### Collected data
═══
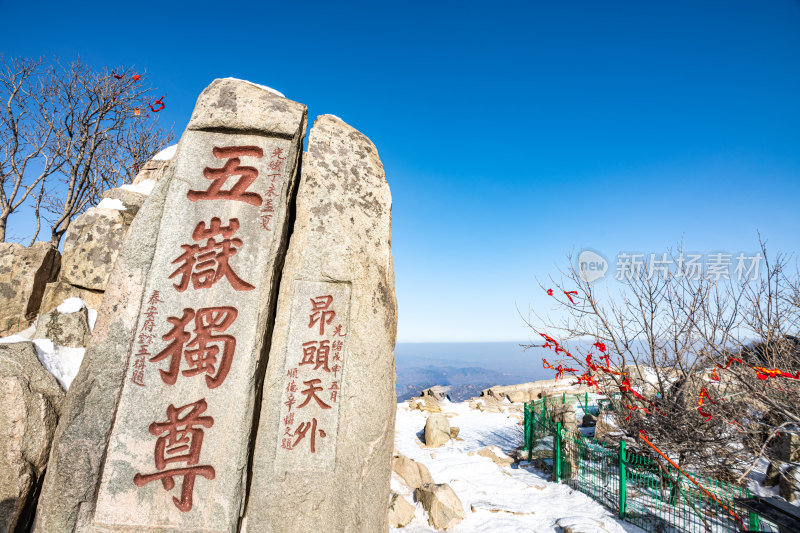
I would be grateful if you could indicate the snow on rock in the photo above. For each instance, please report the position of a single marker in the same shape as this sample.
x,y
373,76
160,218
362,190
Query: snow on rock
═══
### What to do
Please return the entries above exactly as they appear, but without the pictures.

### Your solution
I would be grateful if you could indicate the snow on rock in the photo above. For each instance, please report the position of a single marker in the same shape as this sample.
x,y
373,76
160,218
362,190
Query: snow on rock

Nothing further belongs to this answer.